Given data:
- - -

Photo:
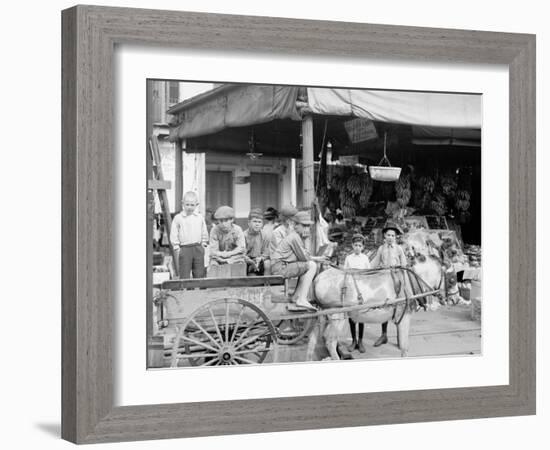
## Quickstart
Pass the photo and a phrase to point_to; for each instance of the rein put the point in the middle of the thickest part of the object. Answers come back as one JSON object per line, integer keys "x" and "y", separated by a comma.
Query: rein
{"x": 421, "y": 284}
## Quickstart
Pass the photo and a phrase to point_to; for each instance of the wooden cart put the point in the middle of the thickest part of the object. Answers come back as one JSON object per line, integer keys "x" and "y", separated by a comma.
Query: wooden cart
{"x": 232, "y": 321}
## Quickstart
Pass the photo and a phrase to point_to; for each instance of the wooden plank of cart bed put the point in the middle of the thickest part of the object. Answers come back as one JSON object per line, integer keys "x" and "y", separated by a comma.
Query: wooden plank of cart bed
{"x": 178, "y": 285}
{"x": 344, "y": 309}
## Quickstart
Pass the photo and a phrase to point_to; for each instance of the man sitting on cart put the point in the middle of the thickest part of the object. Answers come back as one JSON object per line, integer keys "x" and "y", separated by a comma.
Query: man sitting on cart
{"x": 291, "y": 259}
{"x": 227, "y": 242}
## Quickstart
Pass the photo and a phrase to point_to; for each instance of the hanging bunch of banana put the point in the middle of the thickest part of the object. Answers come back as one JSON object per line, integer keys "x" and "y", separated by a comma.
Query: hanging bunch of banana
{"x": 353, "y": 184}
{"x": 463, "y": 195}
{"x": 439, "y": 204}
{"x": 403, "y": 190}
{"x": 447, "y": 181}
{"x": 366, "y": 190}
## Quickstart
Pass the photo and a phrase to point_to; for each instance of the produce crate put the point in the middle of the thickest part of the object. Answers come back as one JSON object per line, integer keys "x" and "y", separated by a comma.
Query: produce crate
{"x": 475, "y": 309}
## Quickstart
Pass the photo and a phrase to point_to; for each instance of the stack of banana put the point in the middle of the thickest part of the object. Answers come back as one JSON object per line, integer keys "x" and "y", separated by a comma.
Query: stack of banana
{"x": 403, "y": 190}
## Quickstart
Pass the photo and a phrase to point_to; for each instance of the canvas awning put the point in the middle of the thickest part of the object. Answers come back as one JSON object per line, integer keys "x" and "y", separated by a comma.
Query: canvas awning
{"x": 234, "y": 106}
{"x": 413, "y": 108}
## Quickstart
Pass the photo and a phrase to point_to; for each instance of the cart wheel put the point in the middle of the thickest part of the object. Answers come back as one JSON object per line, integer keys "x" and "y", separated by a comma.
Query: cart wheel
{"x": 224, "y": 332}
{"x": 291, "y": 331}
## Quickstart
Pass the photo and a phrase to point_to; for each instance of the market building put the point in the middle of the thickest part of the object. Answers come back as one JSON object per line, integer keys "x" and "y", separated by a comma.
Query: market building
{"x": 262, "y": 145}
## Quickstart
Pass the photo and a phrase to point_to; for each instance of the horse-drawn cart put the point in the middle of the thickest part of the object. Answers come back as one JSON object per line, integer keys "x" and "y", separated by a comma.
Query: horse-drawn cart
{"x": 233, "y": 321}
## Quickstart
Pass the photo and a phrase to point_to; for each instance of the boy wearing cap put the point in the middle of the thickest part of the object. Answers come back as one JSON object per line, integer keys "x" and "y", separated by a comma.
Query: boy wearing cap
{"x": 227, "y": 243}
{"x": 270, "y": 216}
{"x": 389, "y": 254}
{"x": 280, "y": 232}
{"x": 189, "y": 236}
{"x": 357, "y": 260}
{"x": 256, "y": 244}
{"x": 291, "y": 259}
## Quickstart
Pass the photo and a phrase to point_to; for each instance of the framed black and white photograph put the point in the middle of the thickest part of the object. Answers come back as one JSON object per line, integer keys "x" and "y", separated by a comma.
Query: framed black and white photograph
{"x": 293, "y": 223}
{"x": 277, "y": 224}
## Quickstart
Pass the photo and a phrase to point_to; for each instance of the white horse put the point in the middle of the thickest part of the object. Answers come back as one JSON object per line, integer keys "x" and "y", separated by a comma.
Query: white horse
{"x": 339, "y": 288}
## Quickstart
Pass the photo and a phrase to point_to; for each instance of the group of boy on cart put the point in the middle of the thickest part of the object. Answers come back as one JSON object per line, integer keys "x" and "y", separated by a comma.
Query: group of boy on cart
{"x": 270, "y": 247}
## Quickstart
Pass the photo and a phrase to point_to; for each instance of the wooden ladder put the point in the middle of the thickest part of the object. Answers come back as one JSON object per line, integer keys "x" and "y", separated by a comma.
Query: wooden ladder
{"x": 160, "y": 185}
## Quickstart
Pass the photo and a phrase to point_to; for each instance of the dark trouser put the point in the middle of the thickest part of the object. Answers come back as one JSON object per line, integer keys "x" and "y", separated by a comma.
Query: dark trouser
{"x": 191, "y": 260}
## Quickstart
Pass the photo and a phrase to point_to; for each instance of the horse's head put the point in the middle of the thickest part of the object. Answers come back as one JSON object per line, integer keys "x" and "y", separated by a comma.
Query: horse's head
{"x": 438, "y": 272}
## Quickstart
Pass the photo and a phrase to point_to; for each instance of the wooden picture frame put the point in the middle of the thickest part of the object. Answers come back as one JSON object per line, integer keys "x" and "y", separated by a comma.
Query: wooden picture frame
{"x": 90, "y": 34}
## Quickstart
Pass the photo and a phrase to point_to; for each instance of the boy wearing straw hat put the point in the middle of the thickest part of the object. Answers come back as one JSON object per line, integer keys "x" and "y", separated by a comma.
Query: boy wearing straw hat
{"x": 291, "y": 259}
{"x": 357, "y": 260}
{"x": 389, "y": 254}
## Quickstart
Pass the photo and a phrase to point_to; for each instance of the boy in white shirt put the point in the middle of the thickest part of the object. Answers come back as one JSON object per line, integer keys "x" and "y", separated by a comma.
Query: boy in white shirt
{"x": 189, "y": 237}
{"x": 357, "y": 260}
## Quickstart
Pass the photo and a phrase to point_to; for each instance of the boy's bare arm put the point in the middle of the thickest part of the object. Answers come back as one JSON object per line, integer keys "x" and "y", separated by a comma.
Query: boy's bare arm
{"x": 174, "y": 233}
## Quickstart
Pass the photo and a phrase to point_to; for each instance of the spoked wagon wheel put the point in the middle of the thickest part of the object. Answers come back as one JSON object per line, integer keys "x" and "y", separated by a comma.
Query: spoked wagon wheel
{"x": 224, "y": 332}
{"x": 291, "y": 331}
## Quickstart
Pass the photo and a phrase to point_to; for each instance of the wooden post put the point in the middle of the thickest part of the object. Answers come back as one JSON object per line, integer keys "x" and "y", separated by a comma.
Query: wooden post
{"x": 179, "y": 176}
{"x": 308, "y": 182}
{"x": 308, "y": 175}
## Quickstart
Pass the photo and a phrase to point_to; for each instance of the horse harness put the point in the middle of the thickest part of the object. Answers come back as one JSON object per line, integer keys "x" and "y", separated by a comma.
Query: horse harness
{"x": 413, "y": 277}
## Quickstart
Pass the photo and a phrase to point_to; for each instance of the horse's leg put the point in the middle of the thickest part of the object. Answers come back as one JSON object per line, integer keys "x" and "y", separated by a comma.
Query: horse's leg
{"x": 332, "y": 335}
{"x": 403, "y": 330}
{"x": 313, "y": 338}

- - -

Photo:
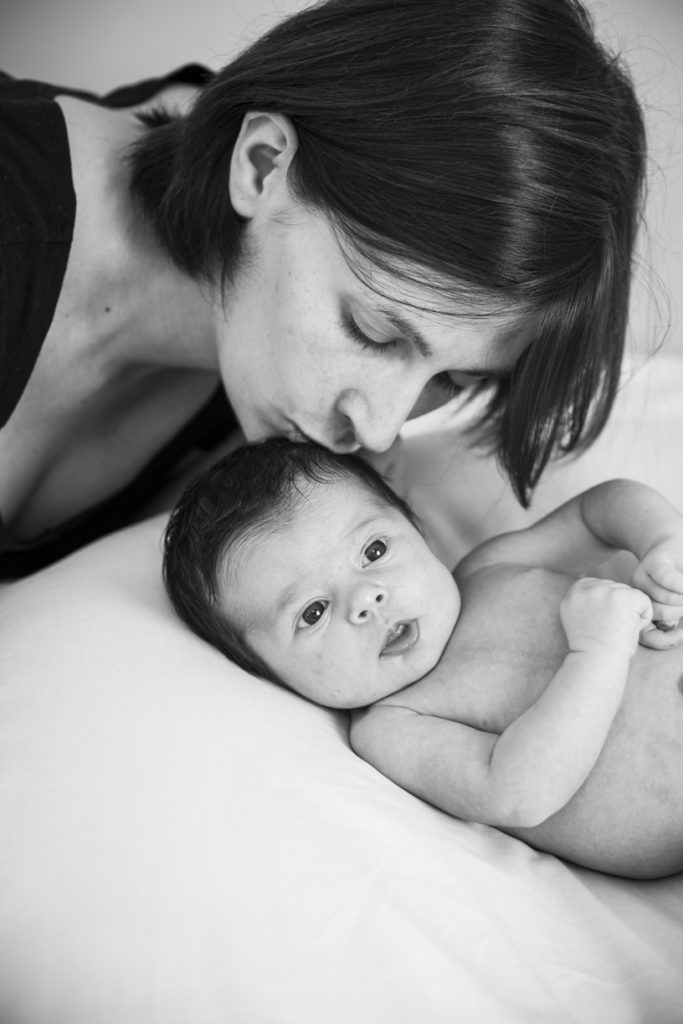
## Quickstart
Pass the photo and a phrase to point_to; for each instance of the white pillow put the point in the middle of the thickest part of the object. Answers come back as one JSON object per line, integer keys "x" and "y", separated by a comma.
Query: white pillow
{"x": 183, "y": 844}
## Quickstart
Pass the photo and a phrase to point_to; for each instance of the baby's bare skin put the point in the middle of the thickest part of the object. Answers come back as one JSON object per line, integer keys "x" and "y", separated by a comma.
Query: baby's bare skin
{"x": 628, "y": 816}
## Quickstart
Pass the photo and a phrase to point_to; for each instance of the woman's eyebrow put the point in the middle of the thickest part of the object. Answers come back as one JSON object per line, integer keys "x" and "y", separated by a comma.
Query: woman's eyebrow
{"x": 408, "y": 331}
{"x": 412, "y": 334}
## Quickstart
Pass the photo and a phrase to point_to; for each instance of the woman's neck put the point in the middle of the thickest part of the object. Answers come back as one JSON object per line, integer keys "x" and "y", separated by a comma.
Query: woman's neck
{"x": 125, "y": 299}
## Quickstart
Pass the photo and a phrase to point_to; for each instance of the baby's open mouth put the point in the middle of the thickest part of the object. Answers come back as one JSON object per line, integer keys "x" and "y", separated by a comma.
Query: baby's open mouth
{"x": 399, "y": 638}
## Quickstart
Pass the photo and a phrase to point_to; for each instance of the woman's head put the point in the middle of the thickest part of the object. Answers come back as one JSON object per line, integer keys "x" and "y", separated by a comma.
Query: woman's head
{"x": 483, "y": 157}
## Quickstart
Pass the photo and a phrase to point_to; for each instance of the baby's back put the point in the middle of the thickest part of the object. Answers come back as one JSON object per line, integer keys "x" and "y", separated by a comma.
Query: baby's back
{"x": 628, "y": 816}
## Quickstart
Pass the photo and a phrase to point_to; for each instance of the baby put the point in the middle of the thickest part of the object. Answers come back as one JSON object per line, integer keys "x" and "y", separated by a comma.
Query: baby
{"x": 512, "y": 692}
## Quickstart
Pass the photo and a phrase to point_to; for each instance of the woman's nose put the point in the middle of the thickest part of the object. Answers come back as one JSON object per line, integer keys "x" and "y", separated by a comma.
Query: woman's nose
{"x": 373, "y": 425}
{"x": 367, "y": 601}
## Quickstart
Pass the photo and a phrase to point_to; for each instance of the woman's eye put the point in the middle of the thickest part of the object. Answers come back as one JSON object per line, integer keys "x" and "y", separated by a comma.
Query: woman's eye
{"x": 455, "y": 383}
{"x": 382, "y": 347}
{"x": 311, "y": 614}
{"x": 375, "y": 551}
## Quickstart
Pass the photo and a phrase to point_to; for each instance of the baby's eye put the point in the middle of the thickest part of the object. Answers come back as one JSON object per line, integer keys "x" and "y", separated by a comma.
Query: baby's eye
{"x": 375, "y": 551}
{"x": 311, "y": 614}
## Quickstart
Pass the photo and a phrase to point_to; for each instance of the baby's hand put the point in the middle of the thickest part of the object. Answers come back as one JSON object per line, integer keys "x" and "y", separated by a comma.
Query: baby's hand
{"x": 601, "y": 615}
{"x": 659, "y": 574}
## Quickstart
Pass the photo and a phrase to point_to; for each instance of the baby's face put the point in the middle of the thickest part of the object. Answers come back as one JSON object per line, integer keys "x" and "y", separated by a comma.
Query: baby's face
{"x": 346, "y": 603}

- - -

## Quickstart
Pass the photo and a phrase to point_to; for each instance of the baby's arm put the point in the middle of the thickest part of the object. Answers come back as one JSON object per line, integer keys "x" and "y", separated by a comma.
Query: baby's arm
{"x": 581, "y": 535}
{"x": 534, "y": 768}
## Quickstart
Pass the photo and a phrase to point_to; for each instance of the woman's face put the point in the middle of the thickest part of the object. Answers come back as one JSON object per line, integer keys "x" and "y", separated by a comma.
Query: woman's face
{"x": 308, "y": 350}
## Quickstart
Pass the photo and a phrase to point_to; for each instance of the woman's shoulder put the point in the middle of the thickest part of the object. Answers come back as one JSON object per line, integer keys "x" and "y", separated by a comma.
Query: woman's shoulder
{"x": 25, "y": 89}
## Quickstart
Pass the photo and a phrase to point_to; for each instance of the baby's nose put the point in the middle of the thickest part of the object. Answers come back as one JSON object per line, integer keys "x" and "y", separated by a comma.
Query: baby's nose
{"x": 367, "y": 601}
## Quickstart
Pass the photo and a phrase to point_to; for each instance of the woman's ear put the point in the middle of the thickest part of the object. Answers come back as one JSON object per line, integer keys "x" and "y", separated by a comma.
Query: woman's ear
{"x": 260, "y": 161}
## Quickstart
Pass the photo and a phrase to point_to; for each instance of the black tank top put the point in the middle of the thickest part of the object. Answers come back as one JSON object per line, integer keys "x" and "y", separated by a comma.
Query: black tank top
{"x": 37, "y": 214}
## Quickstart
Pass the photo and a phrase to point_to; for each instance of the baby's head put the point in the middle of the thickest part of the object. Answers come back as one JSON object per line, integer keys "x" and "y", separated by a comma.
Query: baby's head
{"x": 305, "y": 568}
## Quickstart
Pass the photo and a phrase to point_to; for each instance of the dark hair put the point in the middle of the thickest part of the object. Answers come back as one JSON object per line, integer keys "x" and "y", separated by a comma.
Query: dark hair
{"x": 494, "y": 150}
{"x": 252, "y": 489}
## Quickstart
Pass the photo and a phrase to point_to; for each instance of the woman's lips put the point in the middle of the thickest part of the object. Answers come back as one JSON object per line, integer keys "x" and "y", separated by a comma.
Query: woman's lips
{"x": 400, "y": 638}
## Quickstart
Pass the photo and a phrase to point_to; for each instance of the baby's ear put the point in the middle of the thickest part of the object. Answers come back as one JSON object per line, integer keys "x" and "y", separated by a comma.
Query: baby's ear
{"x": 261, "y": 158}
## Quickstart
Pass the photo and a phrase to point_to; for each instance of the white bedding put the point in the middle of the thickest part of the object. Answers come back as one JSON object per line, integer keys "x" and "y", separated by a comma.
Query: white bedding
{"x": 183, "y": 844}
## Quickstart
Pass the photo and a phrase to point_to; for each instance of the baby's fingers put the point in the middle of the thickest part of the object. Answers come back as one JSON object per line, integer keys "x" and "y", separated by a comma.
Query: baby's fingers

- - -

What you are asked to do: Count the lines in the items above that contain the string "picture", treating case as significant, and give only the number.

Correct response: 2